start Page extract

Then he woke up one morning in January 1998 and, if he needed a reminder that he wasn’t the same guy who lasted six years as an NFL running back, this was it.

First, it took him some time to ball his hand into a fist.

“If I moved my neck right or left, I gave myself a radiating pain down both arms,” Adamle recalls. “I was overweight. I wasn’t in (terrible) shape. But everything lacked meaning. If all your life you’ve been getting ready for a season, getting ready for a game, getting ready for a race, it’s sort of like that carrot dangling in front of your face. When that’s gone, motivation’s gone.”

Adamle_Mike_05.jpgAdamle needed that carrot, so he picked a whopper.

“I’ve got to do something epic,” he told his former wife. “I know. I’ll do the Ironman.”

“Yeah,” his ex-wife replied, “sure.”

A longtime sportscaster now living outside Chicago, Adamle had produced numerous stories about Ironman triathletes, even riding in a camera truck witnessing the famous 1989 Mark Allen-Dave Scott Iron War.

“They were running side by side. It was mesmerizing,” Adamle says. “It was like Ali-Frazier. I can remember wondering what each of them was thinking. They didn’t look at each other, except for the occasional glance. I said, ‘I want to do that.’ ”

Days after Adamle awakened with that health scare, a World Triathlon Corporation executive called him, thanked him for his past support and offered him triathlon’s brass ring – a spot in that October’s Ironman World Championship.

“I think it was like a sign from heaven,” said Adamle.

He made it to Kona in 1998 and completed the race in 14 hours, 49 minutes. Eleven years later, after having just turned 60, Adamle returned to Kona last October. Demonstrating growing older doesn’t have to mean growing slower, Adamle finished this time in 14:07:39. And that was after sitting on the Queen K Highway, according to Adamle, more than 45 minutes with a bent rim and shredded tire.

end Page extract
start Listed records

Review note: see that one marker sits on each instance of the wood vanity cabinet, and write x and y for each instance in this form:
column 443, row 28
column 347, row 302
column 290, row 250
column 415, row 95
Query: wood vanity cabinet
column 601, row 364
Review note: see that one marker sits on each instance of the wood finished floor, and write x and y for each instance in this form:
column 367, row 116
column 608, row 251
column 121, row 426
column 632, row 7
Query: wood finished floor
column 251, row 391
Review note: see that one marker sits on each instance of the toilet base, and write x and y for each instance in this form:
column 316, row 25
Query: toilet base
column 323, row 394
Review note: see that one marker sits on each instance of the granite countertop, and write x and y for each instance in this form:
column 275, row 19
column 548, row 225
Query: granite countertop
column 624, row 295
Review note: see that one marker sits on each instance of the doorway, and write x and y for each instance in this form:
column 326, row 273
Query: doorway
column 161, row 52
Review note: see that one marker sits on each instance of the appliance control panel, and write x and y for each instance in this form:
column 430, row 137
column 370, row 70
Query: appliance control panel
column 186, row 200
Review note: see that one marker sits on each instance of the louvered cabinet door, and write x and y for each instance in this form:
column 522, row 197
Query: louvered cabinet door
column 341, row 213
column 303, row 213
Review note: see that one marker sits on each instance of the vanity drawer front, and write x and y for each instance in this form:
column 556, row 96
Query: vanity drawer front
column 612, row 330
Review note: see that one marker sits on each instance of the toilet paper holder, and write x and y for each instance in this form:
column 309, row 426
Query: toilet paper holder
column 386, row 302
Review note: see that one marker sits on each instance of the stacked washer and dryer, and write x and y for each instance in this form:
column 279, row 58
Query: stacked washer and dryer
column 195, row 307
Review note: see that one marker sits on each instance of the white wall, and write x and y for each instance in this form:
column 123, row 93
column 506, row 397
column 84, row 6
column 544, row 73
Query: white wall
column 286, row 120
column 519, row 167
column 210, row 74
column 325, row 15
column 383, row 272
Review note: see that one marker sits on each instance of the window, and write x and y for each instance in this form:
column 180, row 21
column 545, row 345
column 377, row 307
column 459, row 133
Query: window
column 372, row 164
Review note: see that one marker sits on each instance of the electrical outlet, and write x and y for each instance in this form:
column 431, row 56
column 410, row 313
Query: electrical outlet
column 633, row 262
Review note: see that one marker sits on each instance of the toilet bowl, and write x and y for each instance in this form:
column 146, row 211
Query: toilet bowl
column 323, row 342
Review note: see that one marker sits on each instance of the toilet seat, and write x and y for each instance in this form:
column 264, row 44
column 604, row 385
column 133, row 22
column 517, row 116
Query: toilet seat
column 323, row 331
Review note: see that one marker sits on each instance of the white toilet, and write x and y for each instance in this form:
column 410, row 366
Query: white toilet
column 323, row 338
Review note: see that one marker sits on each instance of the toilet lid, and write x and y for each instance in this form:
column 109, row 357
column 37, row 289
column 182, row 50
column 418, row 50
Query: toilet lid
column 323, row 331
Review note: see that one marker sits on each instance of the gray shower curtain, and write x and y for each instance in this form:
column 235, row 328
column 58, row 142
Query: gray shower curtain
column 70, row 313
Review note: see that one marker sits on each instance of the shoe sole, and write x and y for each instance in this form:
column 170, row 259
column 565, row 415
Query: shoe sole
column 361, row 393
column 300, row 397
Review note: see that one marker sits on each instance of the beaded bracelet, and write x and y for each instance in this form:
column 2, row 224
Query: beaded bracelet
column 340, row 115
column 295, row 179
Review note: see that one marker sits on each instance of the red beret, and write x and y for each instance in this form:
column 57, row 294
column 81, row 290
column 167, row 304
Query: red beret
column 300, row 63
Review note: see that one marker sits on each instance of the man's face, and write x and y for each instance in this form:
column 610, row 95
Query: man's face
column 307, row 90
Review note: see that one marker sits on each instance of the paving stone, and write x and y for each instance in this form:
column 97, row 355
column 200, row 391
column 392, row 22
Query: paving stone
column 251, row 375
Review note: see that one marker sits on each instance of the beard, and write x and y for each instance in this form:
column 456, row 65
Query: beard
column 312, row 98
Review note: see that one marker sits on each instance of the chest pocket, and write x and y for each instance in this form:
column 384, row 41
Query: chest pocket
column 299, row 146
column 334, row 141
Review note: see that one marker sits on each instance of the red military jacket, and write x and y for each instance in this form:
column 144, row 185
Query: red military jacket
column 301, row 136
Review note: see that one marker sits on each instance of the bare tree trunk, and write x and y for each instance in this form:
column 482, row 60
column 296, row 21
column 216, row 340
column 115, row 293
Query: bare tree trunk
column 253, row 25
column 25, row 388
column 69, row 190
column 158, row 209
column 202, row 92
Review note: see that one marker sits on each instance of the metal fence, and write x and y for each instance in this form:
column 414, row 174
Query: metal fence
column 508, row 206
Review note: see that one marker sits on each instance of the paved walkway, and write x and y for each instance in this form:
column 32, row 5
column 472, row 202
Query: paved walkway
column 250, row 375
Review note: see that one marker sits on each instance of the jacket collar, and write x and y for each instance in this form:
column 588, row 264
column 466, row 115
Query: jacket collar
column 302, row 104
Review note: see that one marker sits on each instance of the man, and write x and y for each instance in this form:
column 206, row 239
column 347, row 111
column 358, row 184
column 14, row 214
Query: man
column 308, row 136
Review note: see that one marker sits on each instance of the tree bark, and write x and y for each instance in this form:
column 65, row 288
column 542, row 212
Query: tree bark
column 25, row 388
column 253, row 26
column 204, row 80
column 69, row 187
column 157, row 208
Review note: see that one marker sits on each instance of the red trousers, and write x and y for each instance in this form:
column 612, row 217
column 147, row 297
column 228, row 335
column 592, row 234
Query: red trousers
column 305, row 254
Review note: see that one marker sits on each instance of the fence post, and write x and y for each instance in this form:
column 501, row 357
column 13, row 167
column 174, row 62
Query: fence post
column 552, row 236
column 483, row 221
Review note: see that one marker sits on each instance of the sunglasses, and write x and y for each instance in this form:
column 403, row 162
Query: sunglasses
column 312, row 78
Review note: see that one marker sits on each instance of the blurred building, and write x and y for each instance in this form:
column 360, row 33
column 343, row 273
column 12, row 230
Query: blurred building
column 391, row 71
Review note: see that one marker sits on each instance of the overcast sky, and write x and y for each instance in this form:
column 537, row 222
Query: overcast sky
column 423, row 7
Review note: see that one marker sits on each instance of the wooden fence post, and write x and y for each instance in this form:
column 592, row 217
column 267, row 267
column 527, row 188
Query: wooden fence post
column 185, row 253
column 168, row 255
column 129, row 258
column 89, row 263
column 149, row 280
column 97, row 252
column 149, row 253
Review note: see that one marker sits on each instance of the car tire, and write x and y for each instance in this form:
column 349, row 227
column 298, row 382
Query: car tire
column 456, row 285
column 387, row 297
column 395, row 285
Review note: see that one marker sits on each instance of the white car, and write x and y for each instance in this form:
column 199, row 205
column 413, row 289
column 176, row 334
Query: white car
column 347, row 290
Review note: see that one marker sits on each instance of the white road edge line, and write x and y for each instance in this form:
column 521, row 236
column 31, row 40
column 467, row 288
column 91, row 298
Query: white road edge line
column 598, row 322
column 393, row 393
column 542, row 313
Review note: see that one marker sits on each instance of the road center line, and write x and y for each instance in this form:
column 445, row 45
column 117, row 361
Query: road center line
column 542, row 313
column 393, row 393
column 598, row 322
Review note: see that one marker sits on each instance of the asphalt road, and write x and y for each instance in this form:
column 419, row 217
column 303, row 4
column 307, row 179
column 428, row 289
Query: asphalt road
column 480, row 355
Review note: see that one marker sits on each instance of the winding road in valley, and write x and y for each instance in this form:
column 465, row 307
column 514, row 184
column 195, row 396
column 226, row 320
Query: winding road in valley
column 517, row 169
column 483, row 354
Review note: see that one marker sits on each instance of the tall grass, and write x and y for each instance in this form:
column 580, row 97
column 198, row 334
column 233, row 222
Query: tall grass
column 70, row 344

end Listed records

(Objective 1)
Answer these questions from the text about Adamle's Ironman races:
(a) How many years did Adamle last as an NFL running back?
(b) What famous 1989 race did he watch from a camera truck?
(c) What was his finishing time in Kona in 1998?
(Objective 2) Carry on the text about Adamle's Ironman races from the point where it stops.

(Output 1)
(a) Six years.
(b) The Mark Allen-Dave Scott Iron War.
(c) 14 hours, 49 minutes.

(Output 2)
Eleven years later, racing on the Big Island was as meaningful as the first time.

“It’s a magical place,” Adamle says. “One thing people fail to realize who don’t do the race is how spiritual it is.”

Adamle recalled a couple anecdotes that reflect the Big Island’s spirituality. He toured the island by helicopter in 1998 and the company synchronized music that fit the section of the island they were touring. On the calm Hilo side, the music was light.

“Loggins and Messina stuff,” said Adamle.

As the chopper flew over the rugged volcanoes, the music shifted to the dramatic battle theme Cry of the Valkyries. “These were ex-Vietnam chopper pilots,” Adamle says, “and they wanted to freak you out.”

He remembers flying over a wide expanse of hardened lava and right in the middle of it was a church.

“It should have been totally overwhelmed by the lava. But it wasn’t,” Adamle says. “It went around the church and rejoined after it. This church is still there in the middle of the hardened lava. You’re going to tell me that’s not spiritual?”

Three days before the 1998 race, Adamle attended a service. The minister read a passage from the book of Exodus about angels leading Israelites out of the desert. “You’re going to be on the Kona coast in a couple of days,” the minister said, “and you’re going to need an angel.”

Come race day, Adamle, a notoriously slow swimmer, pulled up alongside a young man on the bike. Adamle asked the guy his name.

“Mike,” said the stranger.

“My name’s Mike,” replied Adamle. “What’s your last name?”

“Angel,” the man said.

The next day, Adamle searched to find out how Mike Angel finished. There was a DNF next to his name.

Adamle has searched for years to find the man, but to no avail. He wants to thank him for helping him finish his first Ironman.

“This guy was put there for a reason,” says Adamle, “and I’ve never been able to find him.”

NFL Career

Adamle’s time in the NFL included two seasons each with the Kansas City Chiefs, New York Jets and Chicago Bears. He scored six touchdowns in his career.

His post-football career has been colorful. He was the host of the American Gladiators from 1983-89 and was the play-by-play man for World Wrestling Entertainment.

His experience at Kona in 1998 impacted Adamle forever. Hardly a one-and-done, Adamle continued to ride, swim and run. He owns two other Ironman finishes outside Kona (Lake Placid 2003 and 2004). More importantly, he has adopted the endurance lifestyle with a particular passion for cycling.

Asked what was the difference coming to the race 11 years later, Adamle says, “I was 11 years older, and I don’t think my body worked as well. There was a certain comfort level having been there before. You know all the little nooks and crannies.”

Last October, Adamle raced to raise money and awareness for his favorite charity – the Gridiron Greats Assistance Program, which raises funds for retired NFL players who can’t get disability insurance.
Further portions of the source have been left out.